Selected extract:
By Jackie Clay

Issue #92 • March/April, 2005

One of my greatest joys is having a bounty of fresh milk from my goats come spring. And as I had two does milking on our new homestead in the woods, I set about making yogurt and ice cream for our treats. Making yogurt from goat milk is about as easy (and as delicious) as it gets. I just strain a quart of fresh, warm milk into a sterilized wide-mouthed quart jar, filling it to about an inch and a half from the top. Then I stir in two tablespoons of plain, live culture yogurt, such as Dannon, from the store. This needs to be mixed in quite well or you’ll get lumpy yogurt. Hold this at about 110 degrees until it has thickened. This can be done by wrapping it in a towel and setting it in a warm place. This can be on top of your refrigerator, on a book shelf, on the oven door of your wood range, or wherever it will maintain a warm temperature for several hours. It may take longer. Be patient. It is done when you can take a knife blade and stick it gently into the yogurt and it parts nicely.

You can now use this yogurt to start your next batch and so on for as long as it tastes great. If the taste starts to sour, start over again with the store yogurt as you’ve captured some not so nice bacteria. It’s acid, however, so you won’t get food poisoning. It’s just a matter of taste.

How to complete this task: Continue the article on making goat-milk yogurt from where it stops.

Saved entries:
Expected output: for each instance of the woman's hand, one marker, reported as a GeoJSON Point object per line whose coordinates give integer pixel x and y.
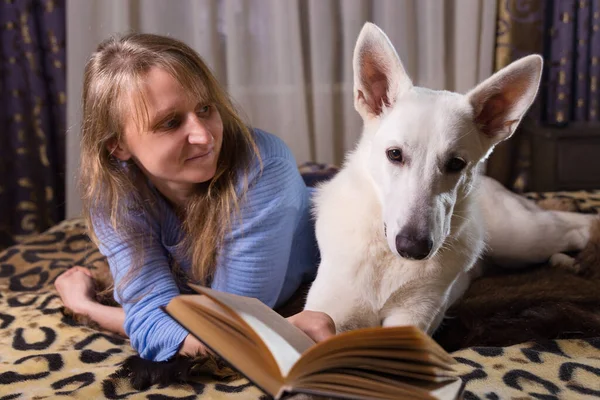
{"type": "Point", "coordinates": [76, 289]}
{"type": "Point", "coordinates": [317, 325]}
{"type": "Point", "coordinates": [192, 347]}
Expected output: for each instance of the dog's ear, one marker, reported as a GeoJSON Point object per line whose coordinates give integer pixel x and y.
{"type": "Point", "coordinates": [500, 101]}
{"type": "Point", "coordinates": [379, 77]}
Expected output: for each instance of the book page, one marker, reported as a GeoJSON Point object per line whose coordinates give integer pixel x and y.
{"type": "Point", "coordinates": [228, 340]}
{"type": "Point", "coordinates": [285, 342]}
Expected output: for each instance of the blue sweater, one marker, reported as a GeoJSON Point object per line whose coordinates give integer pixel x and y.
{"type": "Point", "coordinates": [269, 252]}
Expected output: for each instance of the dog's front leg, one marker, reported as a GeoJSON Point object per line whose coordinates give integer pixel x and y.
{"type": "Point", "coordinates": [416, 304]}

Answer space:
A goat

It takes about a quarter of a cup of homemade yogurt to culture a quart of new milk. Using more won’t make it thicker; in fact it often acts the other way. Don’t expect yogurt made from goat milk to be as thick as store bought yogurt as that has added gelatin to it. (Read the label.) But it is so good, creamy, and mild. If you want, you can add a tablespoon of flavored powdered gelatin, diluted with just enough boiling water to liquefy it, and mix it into the warm milk and starter. Then, later, as the yogurt is cooled, it will thicken the yogurt. Not thick enough? Simply add more next time.

I make a lot of French vanilla and berry yogurt. And this summer, I had some home canned peaches which had frozen in storage, and softened. These I added to the vanilla yogurt and it was just great. To make French vanilla yogurt, just add a teaspoon of vanilla and as much sweetener as you like to the finished yogurt, then chill.

Or you can add a couple of tablespoonfuls of any kind of fruit jam to a quart of new yogurt or like I did, chop home canned (or fresh if you have them) peaches and stir them in well. Of course, any kind of berries or fruit makes a great yogurt, too. This summer, we picked fresh wild blueberries, strawberries, and raspberries to toss into the yogurt. You’d be amazed at how much yogurt you can eat this way.

I had to laugh at my folks. They believed the old tales about how awful goat milk tastes and just about had to be tied down in order to try my homemade dairy products. Being smarter than I used to be, I started them off with wild strawberry ice cream and worked my way down to plain cold goat milk. Finally, I asked them if they still wanted me to buy store milk for them. “No,” my Dad said who used to call goats stinking abominations. “We’ll drink goat milk.”

Mom even has her own goat, a multicolored bouncy, flop-eared doeling from Angel, one of our gallon milkers.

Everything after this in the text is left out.